__Exercise task__
Can you resume the Susitna Shores case summary below, starting right after its last sentence?

____ Text shown

Don’t send misappropriation to do copyright’s job, LLC v. Cross, No. S­15270 (Alaska Sept. 25,
A realtor group listed property adjacent to a neighboring
subdivision, Susitna Shores, using three photos taken from the subdivision’s
marketing materials, including one showing the subdivision’s stylized entrance
sign.  The listing also contained a
property appraisal stating that (1) based on plat­related information, existing
legal access to the property might compromise the neighboring subdivision’s
gated community perimeter fencing, and (2) based on statements made to the
appraiser by employees of the local electric association, the neighboring subdivision’s
electric service might be subject to legal issues. The subdivision’s developer sued
for misappropriation of the photos, trade name infringement, and defamation.
The superior court granted summary judgment to the realtors, and the state
supreme court affirmed.
Of Susitna Shores’ 37 lots, 15 had been sold by the time the
superior court granted summary judgment in July 2013; the most recent sale was
in May 2011.  In 2009, a couple, the
Goodes, inherited property bounded on three sides by the subdivision and on the
fourth by the Susitna River.  Alaskasland
had unsuccessfully offered the previous owner $45,000 for it in 2007.  An appraiser appraised it at $150,000 and
noted that “[t]he electric service in the [Susitna Shores]  subdivision may be subject to legal issues due
to the lack of [Matanuska Electric Association] participation in construction
of the infrastructure.”  In addition, he
wrote, “the [Goode property] has an undeniable access right that crosses the
access to [the Susitna Shores] subdivision boat ramp — and that access could be
developed and probably left open, thereby defeating the gated subdivision.”
In August 2011, the Goodes listed their property for sale
with realtor Kevin Cross for $146,000.

________
____ Stored data

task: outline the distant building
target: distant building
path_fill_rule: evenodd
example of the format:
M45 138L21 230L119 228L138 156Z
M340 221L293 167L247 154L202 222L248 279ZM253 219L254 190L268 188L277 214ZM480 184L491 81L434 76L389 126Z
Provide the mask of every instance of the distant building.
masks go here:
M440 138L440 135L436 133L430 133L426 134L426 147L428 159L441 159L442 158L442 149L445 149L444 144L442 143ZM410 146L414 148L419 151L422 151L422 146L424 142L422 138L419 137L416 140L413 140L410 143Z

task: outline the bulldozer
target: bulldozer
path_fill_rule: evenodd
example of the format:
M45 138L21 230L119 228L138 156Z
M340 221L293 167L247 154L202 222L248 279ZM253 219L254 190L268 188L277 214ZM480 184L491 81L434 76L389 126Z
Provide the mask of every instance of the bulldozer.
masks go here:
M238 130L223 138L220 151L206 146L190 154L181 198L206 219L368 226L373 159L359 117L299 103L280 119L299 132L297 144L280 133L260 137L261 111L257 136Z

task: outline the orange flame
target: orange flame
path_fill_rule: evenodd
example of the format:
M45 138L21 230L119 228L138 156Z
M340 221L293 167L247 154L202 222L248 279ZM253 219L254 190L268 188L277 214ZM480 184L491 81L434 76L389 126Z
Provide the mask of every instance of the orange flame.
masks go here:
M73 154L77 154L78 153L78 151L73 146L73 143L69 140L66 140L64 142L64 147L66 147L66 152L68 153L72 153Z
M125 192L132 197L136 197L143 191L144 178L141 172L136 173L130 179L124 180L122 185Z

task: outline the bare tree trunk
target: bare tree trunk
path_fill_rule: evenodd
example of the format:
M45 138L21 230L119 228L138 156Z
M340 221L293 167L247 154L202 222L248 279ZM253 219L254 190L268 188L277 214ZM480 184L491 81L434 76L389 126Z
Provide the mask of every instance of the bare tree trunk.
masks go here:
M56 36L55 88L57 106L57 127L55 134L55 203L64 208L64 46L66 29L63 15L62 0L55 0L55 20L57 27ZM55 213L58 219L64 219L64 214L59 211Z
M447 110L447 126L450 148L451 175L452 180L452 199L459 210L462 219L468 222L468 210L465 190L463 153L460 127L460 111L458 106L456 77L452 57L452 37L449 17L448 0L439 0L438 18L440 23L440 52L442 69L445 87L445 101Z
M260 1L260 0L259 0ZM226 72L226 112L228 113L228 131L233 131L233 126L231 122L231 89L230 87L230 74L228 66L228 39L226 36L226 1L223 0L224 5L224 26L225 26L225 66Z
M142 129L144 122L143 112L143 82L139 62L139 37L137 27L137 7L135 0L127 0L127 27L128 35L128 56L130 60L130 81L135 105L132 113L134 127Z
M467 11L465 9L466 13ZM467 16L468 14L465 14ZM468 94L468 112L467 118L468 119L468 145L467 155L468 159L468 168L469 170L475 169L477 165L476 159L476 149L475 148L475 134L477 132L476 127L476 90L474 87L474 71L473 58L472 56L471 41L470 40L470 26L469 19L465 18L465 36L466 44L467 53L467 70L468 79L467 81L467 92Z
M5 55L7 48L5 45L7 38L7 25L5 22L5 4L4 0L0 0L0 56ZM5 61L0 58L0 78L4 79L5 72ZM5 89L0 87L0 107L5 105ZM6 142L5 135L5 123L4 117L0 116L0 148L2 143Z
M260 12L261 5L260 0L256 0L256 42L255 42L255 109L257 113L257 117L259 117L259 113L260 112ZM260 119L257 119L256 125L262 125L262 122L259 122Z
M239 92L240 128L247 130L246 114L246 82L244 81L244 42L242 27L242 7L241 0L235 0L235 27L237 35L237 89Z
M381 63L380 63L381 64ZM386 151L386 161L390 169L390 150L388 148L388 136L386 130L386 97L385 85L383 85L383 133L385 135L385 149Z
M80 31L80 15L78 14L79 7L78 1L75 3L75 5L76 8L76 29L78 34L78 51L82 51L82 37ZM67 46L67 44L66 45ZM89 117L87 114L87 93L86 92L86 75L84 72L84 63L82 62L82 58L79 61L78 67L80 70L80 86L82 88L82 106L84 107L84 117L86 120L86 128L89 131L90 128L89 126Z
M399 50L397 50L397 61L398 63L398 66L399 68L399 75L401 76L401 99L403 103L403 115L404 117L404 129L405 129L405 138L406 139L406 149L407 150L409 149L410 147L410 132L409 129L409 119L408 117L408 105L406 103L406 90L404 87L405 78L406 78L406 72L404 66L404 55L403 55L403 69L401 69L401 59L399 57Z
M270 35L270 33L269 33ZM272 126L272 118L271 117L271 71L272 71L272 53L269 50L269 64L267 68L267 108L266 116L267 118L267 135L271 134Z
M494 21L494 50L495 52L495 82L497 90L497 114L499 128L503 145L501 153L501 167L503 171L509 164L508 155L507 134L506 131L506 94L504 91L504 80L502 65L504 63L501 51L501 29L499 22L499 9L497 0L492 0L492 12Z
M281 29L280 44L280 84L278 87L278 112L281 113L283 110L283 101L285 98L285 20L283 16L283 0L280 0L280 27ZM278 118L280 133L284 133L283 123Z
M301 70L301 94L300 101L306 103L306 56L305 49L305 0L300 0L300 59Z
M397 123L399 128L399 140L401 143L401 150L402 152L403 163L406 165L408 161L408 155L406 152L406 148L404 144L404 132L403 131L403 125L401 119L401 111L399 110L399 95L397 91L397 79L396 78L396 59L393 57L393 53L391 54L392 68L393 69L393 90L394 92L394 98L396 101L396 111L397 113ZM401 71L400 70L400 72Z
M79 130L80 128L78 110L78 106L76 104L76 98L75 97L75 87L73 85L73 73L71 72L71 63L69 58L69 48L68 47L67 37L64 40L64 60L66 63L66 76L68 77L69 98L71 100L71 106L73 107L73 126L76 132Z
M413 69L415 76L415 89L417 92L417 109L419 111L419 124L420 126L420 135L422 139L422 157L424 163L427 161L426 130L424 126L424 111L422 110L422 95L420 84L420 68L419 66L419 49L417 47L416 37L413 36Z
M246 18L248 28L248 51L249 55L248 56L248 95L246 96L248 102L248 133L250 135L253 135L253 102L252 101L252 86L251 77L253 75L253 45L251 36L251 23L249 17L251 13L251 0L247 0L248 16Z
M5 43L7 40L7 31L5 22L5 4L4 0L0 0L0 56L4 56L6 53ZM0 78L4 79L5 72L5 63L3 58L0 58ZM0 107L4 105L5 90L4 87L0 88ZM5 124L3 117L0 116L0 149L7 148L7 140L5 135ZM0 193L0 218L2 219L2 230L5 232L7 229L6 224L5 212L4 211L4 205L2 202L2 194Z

________

__Written reply__
The Goodes didn’t provide any photos, so Cross’s assistant used photos
from the internet, specifically from Alaskasland’s website.  The appraisal was appended to the property
listing on a realtor-only website.  When
Alaskasland discovered that the Alaskasland photos were being used this way, it
promptly notified the multiple listing service of the improper use, and
contacted Cross about buying the Goode property.  Alaskasland’s GM offered to buy the Goode
property for $95,000, which offer the Goodes promptly rejected.  The Goodes cancelled their listing in
mid-December 2011; the appraisal remained on the MLS site until May 2013.  Shortly after Alaskasland sued, its GM
reached an agreement with the Goodes to purchase their property for $155,000.
Misappropriation claims based on copying the photos were
preempted by the Copyright Act. The photos were within the subject matter of
copyright, and there was no extra element distinguishing the misappropriation
claim from a copying claim.  Alaskasland
argued that there was an unauthorized use of its goodwill and reputation, but
that’s just a passing off claim (see below). 
It also argued that creating the sign in the picture took $40,000 and
that defendants engaged in free riding on its extensive advertising and
marketing efforts.  “But the
misappropriation of ‘sweat equity’ expended in the creation and advertisement
of a copyrightable work is ‘precisely the type of misconduct the copyright laws
are designed to guard against.’”
The superior court rejected passing off/trademark
infringement claims because “Susitna Shores” was geographically descriptive, and
Alaskasland’s failure to sell at least half its lots — and none in the prior
two years — “evidenced that its marketing efforts had failed to produce a
secondary meaning in the minds of the public.” 
The state supreme court wasn’t even sure Alaska recognized the common
law tort of passing off, but that didn’t matter because Alaskasland couldn’t
show damages.  The only relevant sale
here was Alaskasland’s own purchase of the property.  There was no evidence anyone was deceived,
and Alaskasland certainly knew that what it was buying wasn’t part of its
subdivision.  Even if dozens of people
viewed the Goode listing online, there was no injury shown from those viewings,
nor any indication that anyone who saw the photos expressed interest in the
Goode property or lost interest in Susitna Shores as a result.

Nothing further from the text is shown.